= EXTRACTED ENTRIES =
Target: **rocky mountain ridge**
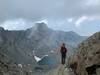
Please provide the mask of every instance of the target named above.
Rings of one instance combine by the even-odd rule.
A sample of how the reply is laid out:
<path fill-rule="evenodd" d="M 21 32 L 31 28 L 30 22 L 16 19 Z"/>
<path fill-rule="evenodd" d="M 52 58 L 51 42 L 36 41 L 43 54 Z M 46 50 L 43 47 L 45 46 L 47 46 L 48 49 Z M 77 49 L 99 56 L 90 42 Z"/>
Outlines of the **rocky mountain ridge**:
<path fill-rule="evenodd" d="M 100 32 L 78 46 L 69 65 L 77 75 L 100 75 Z"/>

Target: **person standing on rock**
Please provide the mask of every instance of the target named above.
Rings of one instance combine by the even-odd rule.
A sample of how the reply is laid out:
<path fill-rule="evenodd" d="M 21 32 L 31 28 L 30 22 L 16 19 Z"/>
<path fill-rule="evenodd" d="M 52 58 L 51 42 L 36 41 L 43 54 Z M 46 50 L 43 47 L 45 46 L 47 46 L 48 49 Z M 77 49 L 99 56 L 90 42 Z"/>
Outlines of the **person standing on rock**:
<path fill-rule="evenodd" d="M 60 52 L 61 52 L 61 63 L 62 64 L 65 64 L 65 61 L 66 61 L 66 53 L 67 53 L 67 48 L 65 47 L 65 43 L 63 43 L 61 45 Z"/>

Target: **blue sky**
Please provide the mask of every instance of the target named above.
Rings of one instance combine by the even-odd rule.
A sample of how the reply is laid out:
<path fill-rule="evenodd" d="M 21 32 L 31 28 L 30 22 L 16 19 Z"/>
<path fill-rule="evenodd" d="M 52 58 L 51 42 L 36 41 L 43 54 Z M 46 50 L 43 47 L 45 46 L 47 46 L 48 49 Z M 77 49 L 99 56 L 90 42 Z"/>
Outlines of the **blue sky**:
<path fill-rule="evenodd" d="M 100 0 L 0 0 L 0 26 L 24 30 L 36 22 L 92 35 L 100 31 Z"/>

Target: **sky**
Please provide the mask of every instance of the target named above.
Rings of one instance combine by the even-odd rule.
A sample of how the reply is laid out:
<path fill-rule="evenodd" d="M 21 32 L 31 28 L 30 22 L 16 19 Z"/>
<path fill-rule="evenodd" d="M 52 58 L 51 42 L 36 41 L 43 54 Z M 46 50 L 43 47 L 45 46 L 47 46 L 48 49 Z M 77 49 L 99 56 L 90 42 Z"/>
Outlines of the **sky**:
<path fill-rule="evenodd" d="M 100 31 L 100 0 L 0 0 L 1 27 L 24 30 L 36 22 L 92 35 Z"/>

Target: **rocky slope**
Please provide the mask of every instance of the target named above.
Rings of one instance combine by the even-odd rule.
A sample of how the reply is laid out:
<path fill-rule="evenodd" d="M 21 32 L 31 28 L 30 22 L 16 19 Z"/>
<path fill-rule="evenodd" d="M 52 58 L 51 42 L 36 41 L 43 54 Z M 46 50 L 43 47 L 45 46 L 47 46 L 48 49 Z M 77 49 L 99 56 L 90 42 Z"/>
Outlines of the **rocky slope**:
<path fill-rule="evenodd" d="M 100 75 L 100 32 L 78 46 L 69 65 L 77 75 Z"/>
<path fill-rule="evenodd" d="M 54 31 L 45 23 L 36 23 L 34 27 L 20 31 L 9 31 L 0 27 L 0 52 L 6 54 L 13 62 L 36 64 L 30 56 L 33 50 L 36 55 L 42 57 L 45 54 L 49 55 L 51 50 L 58 48 L 62 42 L 73 48 L 73 45 L 84 39 L 85 37 L 75 32 Z"/>

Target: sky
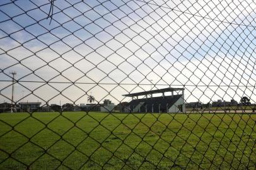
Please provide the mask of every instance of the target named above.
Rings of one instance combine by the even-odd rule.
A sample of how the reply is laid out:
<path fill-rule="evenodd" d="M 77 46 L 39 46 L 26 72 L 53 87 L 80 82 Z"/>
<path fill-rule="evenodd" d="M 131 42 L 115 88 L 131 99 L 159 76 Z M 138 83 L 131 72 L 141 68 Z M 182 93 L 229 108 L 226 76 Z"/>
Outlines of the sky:
<path fill-rule="evenodd" d="M 87 103 L 165 88 L 256 100 L 253 1 L 0 1 L 0 102 Z"/>

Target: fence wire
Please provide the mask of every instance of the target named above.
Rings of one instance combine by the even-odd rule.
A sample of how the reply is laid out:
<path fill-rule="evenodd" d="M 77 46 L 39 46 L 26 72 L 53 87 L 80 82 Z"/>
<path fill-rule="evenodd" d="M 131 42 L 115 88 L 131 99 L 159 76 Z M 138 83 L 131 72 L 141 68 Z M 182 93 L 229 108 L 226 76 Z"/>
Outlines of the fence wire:
<path fill-rule="evenodd" d="M 0 2 L 1 169 L 255 169 L 253 1 Z"/>

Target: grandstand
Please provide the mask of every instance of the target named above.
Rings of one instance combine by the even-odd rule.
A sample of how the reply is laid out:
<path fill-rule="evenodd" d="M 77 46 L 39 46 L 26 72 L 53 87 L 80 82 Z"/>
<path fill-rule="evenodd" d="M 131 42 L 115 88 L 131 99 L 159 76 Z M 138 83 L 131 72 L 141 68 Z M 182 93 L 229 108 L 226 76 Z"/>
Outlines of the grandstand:
<path fill-rule="evenodd" d="M 166 93 L 170 92 L 171 95 Z M 175 93 L 177 93 L 175 94 Z M 181 93 L 181 94 L 180 94 Z M 153 97 L 153 94 L 161 96 Z M 124 112 L 185 113 L 183 88 L 165 88 L 124 94 L 132 100 L 124 106 Z"/>

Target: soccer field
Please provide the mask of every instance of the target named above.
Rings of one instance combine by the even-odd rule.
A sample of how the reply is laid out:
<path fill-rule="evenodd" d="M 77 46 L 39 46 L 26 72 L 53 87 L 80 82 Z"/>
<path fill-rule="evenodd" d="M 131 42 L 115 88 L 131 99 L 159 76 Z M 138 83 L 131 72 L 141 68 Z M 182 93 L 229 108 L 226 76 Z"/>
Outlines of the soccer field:
<path fill-rule="evenodd" d="M 254 169 L 255 122 L 248 114 L 2 113 L 0 169 Z"/>

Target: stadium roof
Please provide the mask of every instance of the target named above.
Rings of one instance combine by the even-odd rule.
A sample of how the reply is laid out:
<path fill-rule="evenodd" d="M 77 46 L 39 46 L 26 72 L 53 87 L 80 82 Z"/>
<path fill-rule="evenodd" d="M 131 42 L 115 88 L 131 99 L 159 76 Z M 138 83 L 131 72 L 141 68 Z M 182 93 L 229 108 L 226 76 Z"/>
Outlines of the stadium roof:
<path fill-rule="evenodd" d="M 139 92 L 139 93 L 129 93 L 127 94 L 124 94 L 122 96 L 125 96 L 125 97 L 135 97 L 135 96 L 143 96 L 143 95 L 146 95 L 146 94 L 163 93 L 165 92 L 180 91 L 180 90 L 183 90 L 183 89 L 184 89 L 184 88 L 165 88 L 165 89 L 156 89 L 156 90 L 146 91 Z"/>

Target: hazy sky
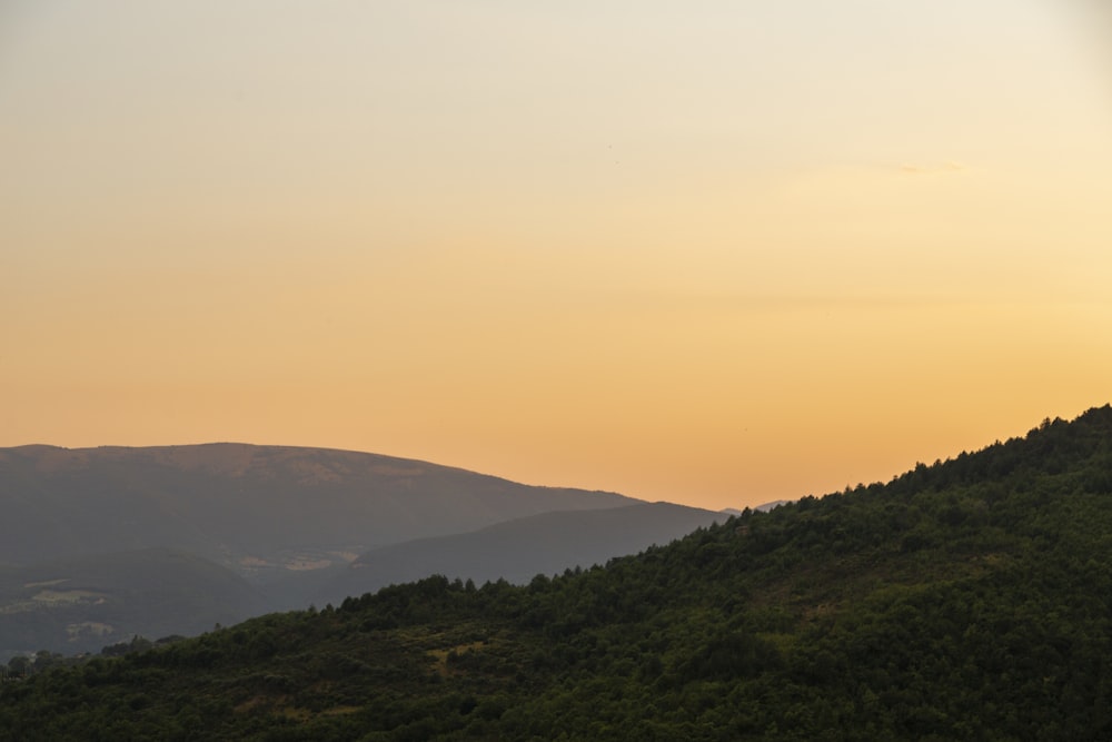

= TASK INSTRUCTIONS =
Switch every "even-odd rule" in the records above to "nonzero rule" and write them out again with nothing else changed, leaving out the pictures.

= SOLUTION TO THIS EXERCISE =
Target: **rocky mountain ridge**
Please provide the mask of every instance of the target named above.
Rings of one instance combine by the nonzero rule.
A sample of how the reply is laid out:
<path fill-rule="evenodd" d="M 21 32 L 31 28 L 30 22 L 16 19 Z"/>
<path fill-rule="evenodd" d="M 52 58 L 51 42 L 36 41 L 43 54 Z M 46 50 L 43 47 L 45 46 L 47 46 L 48 49 Z M 77 49 L 99 56 L 90 42 Z"/>
Outlines of the **rocky mountain ridge**:
<path fill-rule="evenodd" d="M 100 32 L 78 46 L 69 65 L 77 75 L 100 75 Z"/>

Target: **person standing on rock**
Please provide the mask of every instance of the target named above.
Rings of one instance combine by the nonzero rule.
A sample of how the reply is laid out:
<path fill-rule="evenodd" d="M 21 32 L 31 28 L 30 22 L 16 19 Z"/>
<path fill-rule="evenodd" d="M 52 58 L 51 42 L 36 41 L 43 54 Z M 46 50 L 43 47 L 45 46 L 47 46 L 48 49 Z M 77 49 L 99 56 L 90 42 Z"/>
Outlines of the **person standing on rock**:
<path fill-rule="evenodd" d="M 60 52 L 61 52 L 61 63 L 62 64 L 65 64 L 65 61 L 66 61 L 66 53 L 67 53 L 67 48 L 65 47 L 65 43 L 63 43 L 61 45 Z"/>

Target: **blue sky**
Please provide the mask of every instance of the target named above.
Rings of one instance combine by the nonzero rule.
A sample of how the reply is laid out:
<path fill-rule="evenodd" d="M 21 32 L 31 28 L 30 22 L 16 19 Z"/>
<path fill-rule="evenodd" d="M 52 58 L 51 42 L 36 41 L 43 54 Z M 46 50 L 43 47 L 45 46 L 47 46 L 48 49 Z M 77 49 L 99 56 L 90 42 Z"/>
Outlines of the **blue sky**:
<path fill-rule="evenodd" d="M 100 0 L 0 0 L 0 26 L 24 30 L 36 22 L 92 35 L 100 31 Z"/>

Target: **sky**
Please provide the mask of every instance of the target named above.
Rings of one instance combine by the nonzero rule.
A sample of how the reply is laid out:
<path fill-rule="evenodd" d="M 21 32 L 31 28 L 30 22 L 16 19 Z"/>
<path fill-rule="evenodd" d="M 52 58 L 51 42 L 36 41 L 43 54 Z M 46 50 L 43 47 L 45 46 L 47 46 L 48 49 Z M 77 49 L 99 56 L 90 42 Z"/>
Outlines of the **sky**:
<path fill-rule="evenodd" d="M 100 31 L 100 0 L 0 0 L 1 27 L 24 30 L 36 22 L 92 35 Z"/>

Target: **rocky slope**
Please provide the mask of every instance of the target named above.
Rings of one instance combine by the nonzero rule.
A sample of how the reply is laid out:
<path fill-rule="evenodd" d="M 21 32 L 31 28 L 30 22 L 16 19 Z"/>
<path fill-rule="evenodd" d="M 52 58 L 51 42 L 36 41 L 43 54 Z M 46 50 L 43 47 L 45 46 L 47 46 L 48 49 Z M 77 49 L 99 56 L 90 42 Z"/>
Outlines of the **rocky slope**:
<path fill-rule="evenodd" d="M 100 75 L 100 32 L 78 46 L 69 65 L 77 75 Z"/>
<path fill-rule="evenodd" d="M 54 31 L 45 23 L 36 23 L 34 27 L 20 31 L 9 31 L 0 27 L 0 52 L 6 54 L 13 62 L 36 64 L 30 56 L 33 50 L 36 55 L 42 57 L 45 54 L 49 55 L 51 50 L 58 48 L 62 42 L 73 48 L 73 45 L 84 39 L 85 37 L 75 32 Z"/>

Target: sky
Please provide the mask of every instance of the target named above.
Rings of one instance combine by the nonzero rule.
A sample of how the reply is laid out:
<path fill-rule="evenodd" d="M 77 46 L 39 46 L 26 72 L 53 87 L 80 82 Z"/>
<path fill-rule="evenodd" d="M 131 42 L 115 88 L 131 99 L 159 76 Z M 138 83 L 131 72 L 141 68 Z M 182 93 L 229 108 L 226 76 Z"/>
Outlines of the sky:
<path fill-rule="evenodd" d="M 87 103 L 165 88 L 256 100 L 253 1 L 0 1 L 0 102 Z"/>

Target: fence wire
Please provide the mask of every instance of the target named above.
Rings of one instance combine by the nonzero rule.
A sample of how the reply is laid out:
<path fill-rule="evenodd" d="M 77 46 L 39 46 L 26 72 L 53 87 L 80 82 Z"/>
<path fill-rule="evenodd" d="M 131 42 L 115 88 L 131 99 L 159 76 Z M 138 83 L 131 72 L 141 68 Z M 182 93 L 229 108 L 226 76 Z"/>
Outlines of the fence wire:
<path fill-rule="evenodd" d="M 0 2 L 1 169 L 255 169 L 253 1 Z"/>

Target: grandstand
Please provide the mask of every instance of the target named above.
Rings of one instance combine by the nonzero rule.
A sample of how the reply is laid out:
<path fill-rule="evenodd" d="M 77 46 L 39 46 L 26 72 L 53 87 L 80 82 Z"/>
<path fill-rule="evenodd" d="M 131 42 L 115 88 L 131 99 L 159 76 Z M 138 83 L 131 72 L 141 68 Z M 182 93 L 229 108 L 226 76 Z"/>
Outlines of the grandstand:
<path fill-rule="evenodd" d="M 166 93 L 170 92 L 171 95 Z M 175 93 L 177 93 L 175 94 Z M 181 93 L 181 94 L 180 94 Z M 153 97 L 153 94 L 161 96 Z M 124 112 L 185 113 L 183 88 L 165 88 L 124 94 L 132 100 L 124 106 Z"/>

Target: soccer field
Please provide the mask of every instance of the target named above.
Rings of one instance combine by the nonzero rule.
A sample of how the reply is laid out:
<path fill-rule="evenodd" d="M 77 46 L 39 46 L 26 72 L 53 87 L 80 82 Z"/>
<path fill-rule="evenodd" d="M 131 42 L 115 88 L 131 99 L 159 76 Z M 138 83 L 131 72 L 141 68 Z M 182 93 L 229 108 L 226 76 Z"/>
Outlines of the soccer field:
<path fill-rule="evenodd" d="M 254 169 L 255 122 L 248 114 L 2 113 L 0 169 Z"/>

Target: stadium roof
Please provide the mask of every instance of the target named above.
Rings of one instance combine by the nonzero rule.
A sample of how the reply is laid out:
<path fill-rule="evenodd" d="M 77 46 L 39 46 L 26 72 L 53 87 L 80 82 Z"/>
<path fill-rule="evenodd" d="M 131 42 L 115 88 L 131 99 L 159 76 Z M 138 83 L 131 72 L 141 68 Z M 182 93 L 229 108 L 226 76 Z"/>
Outlines of the stadium roof:
<path fill-rule="evenodd" d="M 139 92 L 139 93 L 129 93 L 127 94 L 124 94 L 122 96 L 125 96 L 125 97 L 135 97 L 135 96 L 143 96 L 143 95 L 146 95 L 146 94 L 163 93 L 165 92 L 180 91 L 180 90 L 183 90 L 183 89 L 184 89 L 184 88 L 165 88 L 165 89 L 156 89 L 156 90 L 146 91 Z"/>

Target: hazy sky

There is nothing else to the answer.